## Dataset items
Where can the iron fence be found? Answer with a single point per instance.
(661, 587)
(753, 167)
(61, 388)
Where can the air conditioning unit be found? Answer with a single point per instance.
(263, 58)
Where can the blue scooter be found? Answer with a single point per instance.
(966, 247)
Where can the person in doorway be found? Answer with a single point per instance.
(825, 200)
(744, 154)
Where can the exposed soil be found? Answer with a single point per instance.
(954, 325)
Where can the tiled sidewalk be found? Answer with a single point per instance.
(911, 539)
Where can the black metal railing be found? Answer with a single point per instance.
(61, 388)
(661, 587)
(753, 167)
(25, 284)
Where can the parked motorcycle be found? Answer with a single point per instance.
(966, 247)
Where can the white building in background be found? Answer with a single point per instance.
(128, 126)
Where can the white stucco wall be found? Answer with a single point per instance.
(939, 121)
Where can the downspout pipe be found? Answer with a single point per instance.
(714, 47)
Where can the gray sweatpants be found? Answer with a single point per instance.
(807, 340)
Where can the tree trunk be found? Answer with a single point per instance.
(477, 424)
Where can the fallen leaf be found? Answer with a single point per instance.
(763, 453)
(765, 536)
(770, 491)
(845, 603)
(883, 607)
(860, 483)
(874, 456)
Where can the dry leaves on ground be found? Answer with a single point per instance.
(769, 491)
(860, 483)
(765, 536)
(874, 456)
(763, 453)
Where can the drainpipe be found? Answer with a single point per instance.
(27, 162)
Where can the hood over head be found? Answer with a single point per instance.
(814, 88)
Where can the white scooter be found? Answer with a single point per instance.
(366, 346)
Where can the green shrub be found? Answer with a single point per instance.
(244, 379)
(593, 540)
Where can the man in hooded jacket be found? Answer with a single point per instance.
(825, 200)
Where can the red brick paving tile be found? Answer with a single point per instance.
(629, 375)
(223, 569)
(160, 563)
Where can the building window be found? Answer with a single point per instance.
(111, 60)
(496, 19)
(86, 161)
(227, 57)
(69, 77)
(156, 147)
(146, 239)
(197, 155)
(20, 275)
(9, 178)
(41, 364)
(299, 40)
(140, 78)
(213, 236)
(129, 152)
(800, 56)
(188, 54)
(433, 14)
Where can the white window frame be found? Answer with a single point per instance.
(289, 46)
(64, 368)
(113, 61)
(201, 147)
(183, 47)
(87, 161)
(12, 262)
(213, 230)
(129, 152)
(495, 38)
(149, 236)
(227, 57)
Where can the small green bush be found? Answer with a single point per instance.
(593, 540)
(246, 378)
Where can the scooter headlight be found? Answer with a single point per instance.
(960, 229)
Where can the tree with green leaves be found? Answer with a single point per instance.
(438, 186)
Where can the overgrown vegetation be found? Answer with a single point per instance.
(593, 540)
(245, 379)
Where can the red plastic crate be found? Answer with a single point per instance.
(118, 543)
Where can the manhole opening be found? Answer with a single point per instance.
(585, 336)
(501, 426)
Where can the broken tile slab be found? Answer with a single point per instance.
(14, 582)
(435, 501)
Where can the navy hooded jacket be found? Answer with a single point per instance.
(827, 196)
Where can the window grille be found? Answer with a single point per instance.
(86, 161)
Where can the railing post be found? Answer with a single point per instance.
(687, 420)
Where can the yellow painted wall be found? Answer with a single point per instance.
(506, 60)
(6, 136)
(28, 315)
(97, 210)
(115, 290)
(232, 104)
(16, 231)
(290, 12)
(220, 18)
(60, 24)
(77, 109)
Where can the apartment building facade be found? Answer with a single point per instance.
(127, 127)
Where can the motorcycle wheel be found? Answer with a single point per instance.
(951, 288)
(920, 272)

## Action item
Word for word, transcribe each of the entries above.

## Solution to this problem
Where can the iron fence be found? Answer with a single point per instance.
(661, 587)
(753, 167)
(61, 388)
Where can the air conditioning unit be found? Answer with a single point per instance.
(263, 58)
Where can the blue scooter be found? Answer with a single point per instance.
(966, 247)
Where can the person in doorway be found? Answer with a single point per instance.
(825, 200)
(744, 154)
Where can the exposed soil be found? Answer with a single point per instance.
(954, 325)
Where can the tiled sidewalk be found? Answer with a single point per instance.
(911, 539)
Where can the black metal railing be found? Answer with a single point per instance.
(61, 388)
(661, 587)
(753, 167)
(25, 284)
Where can the parked motorcycle be found? Answer with a single point per instance.
(966, 247)
Where can the white building in background be found? Answer with a single point per instance.
(128, 126)
Where can the white stucco wall be found? Answer with a single point per instance.
(939, 121)
Where can the downspout pipe be found? Answer with a single point per instance.
(714, 47)
Where can the gray sweatpants be found? Answer with a single point per instance.
(807, 340)
Where can the tree trunk be found? Answer with a single point per instance.
(477, 424)
Where can the fallen leaf be found? Answer with a single point per instance.
(763, 453)
(765, 536)
(770, 491)
(845, 603)
(883, 607)
(860, 483)
(874, 456)
Where can the dry leaves on ground be found? Answer with a single point per instance.
(769, 491)
(860, 483)
(765, 536)
(874, 456)
(763, 453)
Where can the drainpipe be found? Answer with a single point per instance.
(27, 162)
Where can the hood over head be found? Answer with a single point per instance.
(814, 88)
Where can the white scooter be found? Answer with a single point per instance.
(366, 346)
Where can the green shrub be found? Answer with a single point per instance.
(244, 379)
(593, 540)
Where can the man in hooded jacket be found? Answer with a single point per instance.
(825, 200)
Where can the red brick paving tile be found? Answer with a single point per instance.
(629, 375)
(223, 569)
(160, 563)
Where can the building window be found? Answer with a single point per instance.
(111, 60)
(496, 19)
(86, 161)
(227, 57)
(69, 77)
(156, 147)
(146, 239)
(197, 155)
(20, 275)
(9, 178)
(41, 364)
(299, 40)
(140, 78)
(213, 236)
(129, 152)
(800, 56)
(188, 54)
(433, 14)
Where can the white window frame be found? Answer with a single point per instance.
(289, 46)
(64, 368)
(113, 61)
(201, 147)
(183, 47)
(87, 161)
(12, 262)
(213, 230)
(129, 152)
(495, 38)
(149, 236)
(227, 57)
Where can the small green bush be found? Answer with a single point per instance.
(593, 540)
(246, 378)
Where can the scooter headlight be found? Answer with a single point per instance.
(960, 229)
Where can the tree with green leaves be found? Answer with a single point per instance.
(438, 186)
Where can the overgrown vegetation be found? Answer with a single point per instance.
(593, 540)
(245, 379)
Where can the red plastic crate be found? Answer with a single point per instance.
(118, 543)
Where can the manhole opening be found? Answer with a single point per instance.
(585, 336)
(501, 426)
Where can the broken tile slab be found? Answer with a single point per instance.
(14, 582)
(435, 501)
Where can the navy hooded jacket be found? Answer with a single point per instance.
(827, 196)
Where can the window grille be found? Answer with a single point per instance.
(86, 161)
Where can the railing post be found? Answer with a single point per instance.
(687, 420)
Where can the yellow painted wall be found? Answer with a single point per instance.
(506, 60)
(6, 136)
(28, 315)
(97, 210)
(115, 290)
(232, 104)
(16, 231)
(290, 12)
(220, 18)
(60, 24)
(77, 109)
Where can the apartment building facade be found? Answer with a single point per instance.
(127, 127)
Where can the motorcycle wheel be found? Answer with a single point per instance.
(951, 288)
(920, 272)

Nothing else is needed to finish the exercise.